▽

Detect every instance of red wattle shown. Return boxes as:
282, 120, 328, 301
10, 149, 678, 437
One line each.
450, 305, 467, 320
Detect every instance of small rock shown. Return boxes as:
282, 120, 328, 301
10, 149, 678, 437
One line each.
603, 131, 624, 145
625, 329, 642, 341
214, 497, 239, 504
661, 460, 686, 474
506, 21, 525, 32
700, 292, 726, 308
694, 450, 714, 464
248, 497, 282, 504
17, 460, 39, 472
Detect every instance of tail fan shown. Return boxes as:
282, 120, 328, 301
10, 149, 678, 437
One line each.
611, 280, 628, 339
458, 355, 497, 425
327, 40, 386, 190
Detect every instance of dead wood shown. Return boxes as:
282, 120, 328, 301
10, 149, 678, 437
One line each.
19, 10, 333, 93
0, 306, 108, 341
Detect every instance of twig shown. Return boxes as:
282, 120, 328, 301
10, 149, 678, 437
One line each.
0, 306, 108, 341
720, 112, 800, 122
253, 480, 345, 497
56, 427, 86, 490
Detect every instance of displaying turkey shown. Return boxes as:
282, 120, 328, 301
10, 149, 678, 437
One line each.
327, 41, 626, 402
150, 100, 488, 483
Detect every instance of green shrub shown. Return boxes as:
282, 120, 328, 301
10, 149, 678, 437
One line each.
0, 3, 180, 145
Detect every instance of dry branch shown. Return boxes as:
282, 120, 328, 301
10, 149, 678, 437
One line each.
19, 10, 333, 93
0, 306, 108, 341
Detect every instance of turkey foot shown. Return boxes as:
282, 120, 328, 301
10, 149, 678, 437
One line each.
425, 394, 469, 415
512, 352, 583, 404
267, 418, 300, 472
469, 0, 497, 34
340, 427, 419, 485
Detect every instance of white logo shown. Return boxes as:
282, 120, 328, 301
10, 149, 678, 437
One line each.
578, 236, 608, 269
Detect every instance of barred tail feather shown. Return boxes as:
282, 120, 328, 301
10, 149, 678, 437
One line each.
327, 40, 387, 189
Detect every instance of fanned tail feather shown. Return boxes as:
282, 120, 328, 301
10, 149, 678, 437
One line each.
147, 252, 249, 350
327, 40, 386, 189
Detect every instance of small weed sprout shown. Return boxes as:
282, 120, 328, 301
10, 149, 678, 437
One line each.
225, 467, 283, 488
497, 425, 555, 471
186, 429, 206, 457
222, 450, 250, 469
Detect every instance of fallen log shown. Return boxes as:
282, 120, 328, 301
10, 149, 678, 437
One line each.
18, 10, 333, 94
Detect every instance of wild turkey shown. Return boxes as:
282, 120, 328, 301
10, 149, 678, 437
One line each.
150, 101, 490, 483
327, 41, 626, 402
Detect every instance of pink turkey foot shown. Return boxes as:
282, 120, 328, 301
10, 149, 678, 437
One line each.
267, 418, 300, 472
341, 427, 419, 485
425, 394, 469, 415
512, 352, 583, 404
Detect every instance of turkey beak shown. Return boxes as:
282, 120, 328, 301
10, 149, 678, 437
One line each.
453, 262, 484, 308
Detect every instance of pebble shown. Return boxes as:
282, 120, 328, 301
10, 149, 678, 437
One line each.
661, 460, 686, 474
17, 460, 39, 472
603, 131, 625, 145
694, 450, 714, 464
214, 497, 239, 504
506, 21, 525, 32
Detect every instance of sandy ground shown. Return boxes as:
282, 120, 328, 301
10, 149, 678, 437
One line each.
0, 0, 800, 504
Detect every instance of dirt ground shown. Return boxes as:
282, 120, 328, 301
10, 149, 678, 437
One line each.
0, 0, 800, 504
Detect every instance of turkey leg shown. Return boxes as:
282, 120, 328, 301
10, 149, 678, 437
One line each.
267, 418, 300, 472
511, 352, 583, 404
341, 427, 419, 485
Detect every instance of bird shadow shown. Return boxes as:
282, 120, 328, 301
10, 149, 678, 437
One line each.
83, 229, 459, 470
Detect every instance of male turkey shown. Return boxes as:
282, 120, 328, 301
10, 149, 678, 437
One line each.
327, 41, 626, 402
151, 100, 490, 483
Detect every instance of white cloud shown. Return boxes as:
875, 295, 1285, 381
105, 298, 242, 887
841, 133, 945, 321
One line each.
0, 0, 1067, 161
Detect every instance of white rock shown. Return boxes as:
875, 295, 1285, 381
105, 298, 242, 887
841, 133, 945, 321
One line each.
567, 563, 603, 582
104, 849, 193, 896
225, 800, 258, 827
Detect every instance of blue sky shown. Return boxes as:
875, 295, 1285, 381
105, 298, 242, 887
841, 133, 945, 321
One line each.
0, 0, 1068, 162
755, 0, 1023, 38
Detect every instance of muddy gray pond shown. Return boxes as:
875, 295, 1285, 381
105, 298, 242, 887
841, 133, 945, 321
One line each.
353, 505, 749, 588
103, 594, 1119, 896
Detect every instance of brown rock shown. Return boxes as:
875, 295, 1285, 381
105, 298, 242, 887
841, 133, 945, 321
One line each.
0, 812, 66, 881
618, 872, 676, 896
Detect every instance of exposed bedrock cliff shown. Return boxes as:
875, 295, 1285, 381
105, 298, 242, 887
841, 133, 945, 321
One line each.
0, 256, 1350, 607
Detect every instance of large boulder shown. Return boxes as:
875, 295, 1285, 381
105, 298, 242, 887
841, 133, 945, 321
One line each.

△

_Set problem_.
Retype all of the records above line for line, unchanged.

_Solution_.
Detect every instance of red wattle shown. Return boxes as:
282, 120, 328, 301
10, 149, 678, 437
One line each.
450, 305, 467, 320
Detect every instance of small rock shown. Return boxes as:
282, 120, 328, 301
10, 149, 678, 437
One line each.
603, 131, 624, 145
625, 329, 642, 341
214, 497, 239, 504
661, 460, 686, 474
506, 21, 525, 32
700, 292, 726, 308
694, 450, 714, 464
248, 497, 282, 504
17, 460, 39, 472
Detect every instance of tail fan shown. Return boxes as:
282, 120, 328, 301
10, 149, 678, 437
One line each.
611, 280, 628, 339
458, 355, 497, 425
327, 40, 386, 190
Detect every instance of dead wood shown. Return boxes as:
282, 120, 328, 301
10, 149, 678, 437
One line each.
19, 10, 333, 93
0, 306, 108, 341
Detect every instance of twig shown. Return boxes as:
282, 120, 328, 301
10, 149, 678, 437
One line each.
0, 306, 108, 341
720, 112, 800, 122
253, 480, 345, 497
56, 427, 86, 490
Detect every instance of displaying turkey shown. Return boxes as:
282, 120, 328, 301
10, 149, 678, 437
One line each.
327, 41, 626, 402
150, 100, 488, 483
Detect every instance of green shrub shown. Return boxes as:
282, 120, 328, 301
10, 149, 678, 437
One line each.
0, 3, 180, 145
Detect every instance of dry branch shown. Return boxes as:
282, 120, 328, 301
10, 149, 678, 437
One line each.
19, 10, 333, 93
0, 306, 108, 341
Detect every instance of turkey foot shown. Return boxes as:
282, 120, 328, 301
10, 149, 678, 437
One line each.
425, 394, 469, 415
512, 352, 583, 404
267, 418, 300, 472
469, 0, 497, 34
340, 427, 419, 485
Detect every instance of white logo shown. Return boxes as:
282, 120, 328, 301
10, 149, 678, 437
One line each.
578, 236, 608, 269
Detect every instance of barred tail feather shown. Return boxes as:
282, 120, 328, 301
10, 149, 678, 437
One line each.
327, 40, 387, 189
Detect every instance of fanned tail feather shown. Return boxes as:
282, 120, 328, 301
10, 149, 678, 437
One line each.
147, 252, 249, 350
327, 40, 386, 189
Detect every instance of small weed sprout shown. Return boxes as:
282, 120, 328, 301
10, 149, 678, 437
One line each.
225, 467, 283, 488
497, 425, 555, 471
186, 429, 206, 457
222, 450, 250, 469
Detect every instance of fallen log shown. Return boxes as:
282, 120, 328, 301
10, 149, 678, 437
One line each.
18, 10, 333, 94
Detect every instance of wild turkey shown. Return boxes as:
282, 120, 328, 301
10, 149, 678, 437
One line each.
150, 101, 490, 483
327, 41, 626, 402
Detect every instance of pink turkey foot shown. Return boxes as:
282, 120, 328, 301
10, 149, 678, 437
One line each.
267, 418, 300, 472
341, 427, 419, 485
425, 394, 469, 415
512, 352, 583, 404
Detect every instance of turkey beak shown. Return boxes as:
282, 120, 328, 301
10, 149, 678, 437
One line each.
453, 262, 484, 308
Detect every instance of pebble shown. Return boxes as:
282, 120, 328, 301
10, 149, 678, 437
One line each.
661, 460, 686, 474
17, 460, 39, 472
603, 131, 625, 145
694, 450, 714, 464
214, 497, 239, 504
506, 21, 525, 32
Detect every instance of sandy ground shown. Return boxes as:
282, 120, 328, 301
10, 149, 678, 437
One line each.
0, 0, 800, 504
Detect every instance of dirt ground shown. Return boxes as:
282, 120, 328, 301
10, 149, 678, 437
One line each.
0, 0, 800, 504
Detect every instance of turkey leg shown. Return boxes as:
282, 120, 328, 301
10, 149, 678, 437
One line each.
267, 418, 300, 472
511, 352, 583, 404
341, 427, 419, 485
Detect every instance of bird shadow shown. Return boxes as:
282, 120, 328, 301
10, 149, 678, 437
One line each.
83, 229, 459, 470
Detect every instance of male turkey shown. Return boxes as:
282, 120, 328, 301
10, 149, 678, 437
One line each.
327, 41, 626, 402
151, 100, 490, 483
Detect every instance of white cloud shown. Return boxes as:
875, 295, 1285, 381
105, 298, 242, 887
841, 133, 945, 321
One line each.
0, 0, 1067, 161
Detect every instance of white rock shown. Return boxes as:
875, 295, 1285, 381
105, 298, 242, 887
841, 133, 945, 321
One line each.
567, 563, 603, 582
104, 849, 193, 896
225, 800, 258, 827
Detect every instance of blue sky shown. Return boxes as:
875, 295, 1285, 381
105, 298, 242, 887
841, 133, 945, 321
One line each.
0, 0, 1068, 162
755, 0, 1023, 38
Detect every instance of muddy gray pond shown. Return boxes as:
875, 295, 1285, 381
105, 298, 242, 887
841, 133, 945, 321
One line each.
353, 505, 749, 588
103, 594, 1119, 896
Detect every instance of brown rock shown. Return boxes as:
875, 295, 1285, 381
105, 298, 242, 887
841, 133, 945, 321
One line each.
0, 812, 66, 881
618, 872, 676, 896
Detect every instance of exposed bedrock cliff shown. Return boxes as:
875, 295, 1285, 381
105, 298, 242, 887
841, 133, 945, 321
One line each.
0, 256, 1350, 607
Detect every instance of large boulder shown. Return boxes as:
875, 295, 1285, 381
105, 298, 242, 887
841, 133, 945, 321
One line each.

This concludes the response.